- Excerpted passage:
──────────────────────────────
In September of 2007, the federal government filed a federal False Claims complaint (Complaint) against the former Corporate Integrity Program Director of Tenet Healthcare, Christi Sulzbach. Sulzbach, an attorney, allegedly had knowledge of, and failed to stop, Tenet from paying employed physicians compensation based on referrals for hospital-based ancillary lab services.
According to the Complaint, Sulzbach was aware that this compensation probably violated the federal Stark law. As part of her job, Sulzbach had a duty to investigate, correct and report such alleged violations under a Corporate Integrity Agreement (CIA) between the government and Tenet’s predecessor. According to the government, her failure to do so violated the federal False Claims Act.
A. The Facts of Sulzbach
The government alleges that Sulzbach knew that the employed physicians in question received substantial pay raises – nearly 90% in some cases – compared to the physicians’ reported wages prior to their hospital employment. The hospital also allegedly
calculated the value of the physicians’ expected ancillary laboratory referrals when setting the physicians’ compensation.
──────────────────────────────
Collected data entries
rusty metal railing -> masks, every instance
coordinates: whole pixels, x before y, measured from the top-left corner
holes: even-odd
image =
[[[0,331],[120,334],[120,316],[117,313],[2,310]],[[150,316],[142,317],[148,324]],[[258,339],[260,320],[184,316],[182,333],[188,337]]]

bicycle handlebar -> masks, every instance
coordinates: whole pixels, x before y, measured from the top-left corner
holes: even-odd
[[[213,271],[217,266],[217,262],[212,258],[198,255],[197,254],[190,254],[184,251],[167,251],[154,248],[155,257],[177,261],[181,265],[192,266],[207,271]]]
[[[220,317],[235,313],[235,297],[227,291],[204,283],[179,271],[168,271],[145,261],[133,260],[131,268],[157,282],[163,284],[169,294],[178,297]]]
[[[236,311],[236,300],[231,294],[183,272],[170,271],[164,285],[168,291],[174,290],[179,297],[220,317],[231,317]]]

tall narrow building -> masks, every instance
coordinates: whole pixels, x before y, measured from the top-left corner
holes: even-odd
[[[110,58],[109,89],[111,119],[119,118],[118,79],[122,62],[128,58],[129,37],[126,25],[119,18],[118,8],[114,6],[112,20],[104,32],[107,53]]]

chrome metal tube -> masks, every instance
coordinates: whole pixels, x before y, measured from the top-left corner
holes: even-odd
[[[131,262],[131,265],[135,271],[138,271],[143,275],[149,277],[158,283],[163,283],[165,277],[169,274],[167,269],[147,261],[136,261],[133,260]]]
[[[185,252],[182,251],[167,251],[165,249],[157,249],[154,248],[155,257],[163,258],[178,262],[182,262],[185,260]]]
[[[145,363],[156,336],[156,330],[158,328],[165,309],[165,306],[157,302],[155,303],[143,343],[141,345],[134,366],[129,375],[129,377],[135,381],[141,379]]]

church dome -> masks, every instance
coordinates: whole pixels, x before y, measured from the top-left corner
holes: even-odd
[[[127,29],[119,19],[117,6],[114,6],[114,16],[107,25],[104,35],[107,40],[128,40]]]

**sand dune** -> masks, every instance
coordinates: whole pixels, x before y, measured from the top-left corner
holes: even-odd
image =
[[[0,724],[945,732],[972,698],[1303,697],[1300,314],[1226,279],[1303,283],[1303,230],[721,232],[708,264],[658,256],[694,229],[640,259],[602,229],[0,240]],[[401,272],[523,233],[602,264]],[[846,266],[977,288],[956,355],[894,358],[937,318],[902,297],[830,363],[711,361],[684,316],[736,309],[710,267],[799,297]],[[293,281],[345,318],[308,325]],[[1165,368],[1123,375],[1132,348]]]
──────────────────────────────
- Assignment A:
Answer these questions from the passage on the Sulzbach complaint:
(i) In what month and year did the federal government file the complaint?
(ii) What position did Sulzbach formerly hold at Tenet Healthcare?
(iii) How large were the physicians' pay raises in some cases?
- Assignment B: According to the passage on the Sulzbach complaint, what three things did Sulzbach have a duty to do about alleged violations under the Corporate Integrity Agreement?
- Assignment C: Carry on the passage about the Sulzbach complaint, starting after its last sentence.

- Response box A:
(i) September 2007
(ii) Corporate Integrity Program Director
(iii) Nearly 90%

- Response box B: Investigate, correct and report them.

- Response box C:
The Complaint also alleges that the physicians’ referrals to the hospital’s laboratory increased substantially after they became employees of the hospital. Further, the hospital’s pro-formas allegedly showed the hospital breaking even or taking a loss on the enterprise. The Complaint also states that, after the arrangement was brought to Sulzbach’s attention, she received advice from outside counsel that the physicians’ compensation violated the Stark law.
Further, under the CIA, Tenet was required to make annual compliance reports to the government. Sulzbach, as the Corporate Integrity Program Director, was required to verify that Tenet was in compliance with all federal program requirements, including the Stark law and the CIA.
In 1997, and again in 1998, Sulzbach signed sworn declarations that, to the best of her knowledge and belief, Tenet was in material compliance with all federal program legal requirements, including the terms of the CIA, which terms included disclosures to the government of alleged misconduct and investigations of that misconduct.
As a result of these two declarations, the Complaint seeks to have Sulzbach personally pay three times the damages incurred by the government, as well as fines of up to $10,000 for each of approximately 70,000 claims for payment that Tenet submitted to Medicare.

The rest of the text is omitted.